(WHAT YOU WILL DO) The reply to the records below should contain exactly the lines from the line with "105L321 110L329 108L325" through the line with "174L259 166L249 164L244", and nothing besides.

Extracted records
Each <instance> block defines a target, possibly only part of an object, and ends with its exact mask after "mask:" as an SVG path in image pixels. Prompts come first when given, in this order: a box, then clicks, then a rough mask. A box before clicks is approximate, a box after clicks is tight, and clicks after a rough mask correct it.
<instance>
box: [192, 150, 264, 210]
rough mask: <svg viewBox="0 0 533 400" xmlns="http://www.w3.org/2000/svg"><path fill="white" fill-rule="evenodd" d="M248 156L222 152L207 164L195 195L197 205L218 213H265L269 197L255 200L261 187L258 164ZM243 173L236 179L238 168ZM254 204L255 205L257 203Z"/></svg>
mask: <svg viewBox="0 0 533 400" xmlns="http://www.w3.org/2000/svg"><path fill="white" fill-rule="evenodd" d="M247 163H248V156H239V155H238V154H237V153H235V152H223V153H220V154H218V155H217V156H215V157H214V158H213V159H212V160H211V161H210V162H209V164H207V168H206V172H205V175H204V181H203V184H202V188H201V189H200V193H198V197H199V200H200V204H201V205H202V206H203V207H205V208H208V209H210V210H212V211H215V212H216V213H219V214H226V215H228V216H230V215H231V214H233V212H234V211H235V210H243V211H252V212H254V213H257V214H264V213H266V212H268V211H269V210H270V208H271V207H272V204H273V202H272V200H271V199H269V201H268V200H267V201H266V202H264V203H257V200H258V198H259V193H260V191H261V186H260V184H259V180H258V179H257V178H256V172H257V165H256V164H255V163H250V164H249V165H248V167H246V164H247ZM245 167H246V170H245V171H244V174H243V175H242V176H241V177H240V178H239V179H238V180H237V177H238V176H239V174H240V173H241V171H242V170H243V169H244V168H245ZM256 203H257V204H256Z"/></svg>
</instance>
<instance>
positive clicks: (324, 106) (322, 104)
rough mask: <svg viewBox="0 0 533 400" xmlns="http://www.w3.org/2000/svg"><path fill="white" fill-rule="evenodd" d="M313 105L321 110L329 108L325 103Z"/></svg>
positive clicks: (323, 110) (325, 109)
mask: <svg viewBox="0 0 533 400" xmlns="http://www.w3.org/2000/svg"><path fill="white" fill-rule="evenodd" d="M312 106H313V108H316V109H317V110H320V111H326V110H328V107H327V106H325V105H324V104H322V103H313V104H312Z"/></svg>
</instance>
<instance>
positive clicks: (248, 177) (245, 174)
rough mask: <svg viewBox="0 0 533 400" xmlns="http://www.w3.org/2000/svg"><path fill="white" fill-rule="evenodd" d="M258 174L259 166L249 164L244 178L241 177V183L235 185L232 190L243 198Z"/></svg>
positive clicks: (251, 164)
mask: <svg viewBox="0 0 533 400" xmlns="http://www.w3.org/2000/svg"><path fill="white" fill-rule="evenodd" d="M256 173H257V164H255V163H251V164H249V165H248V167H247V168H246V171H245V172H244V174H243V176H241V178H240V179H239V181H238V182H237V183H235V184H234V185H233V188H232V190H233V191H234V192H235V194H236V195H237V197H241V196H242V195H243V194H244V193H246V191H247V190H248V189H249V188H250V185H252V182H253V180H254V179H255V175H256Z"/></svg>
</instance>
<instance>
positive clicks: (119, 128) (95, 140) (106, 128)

(RESULT OF THE EXERCISE)
rough mask: <svg viewBox="0 0 533 400" xmlns="http://www.w3.org/2000/svg"><path fill="white" fill-rule="evenodd" d="M313 105L321 110L329 108L325 103Z"/></svg>
positive clicks: (323, 110) (325, 109)
mask: <svg viewBox="0 0 533 400" xmlns="http://www.w3.org/2000/svg"><path fill="white" fill-rule="evenodd" d="M312 106H313V108H316V109H317V110H320V111H326V110H328V107H327V106H325V105H324V104H322V103H313V104H312Z"/></svg>
</instance>
<instance>
positive clicks: (248, 177) (245, 174)
rough mask: <svg viewBox="0 0 533 400" xmlns="http://www.w3.org/2000/svg"><path fill="white" fill-rule="evenodd" d="M258 174L259 166L249 164L244 178L241 177V183L235 185L232 190L243 198Z"/></svg>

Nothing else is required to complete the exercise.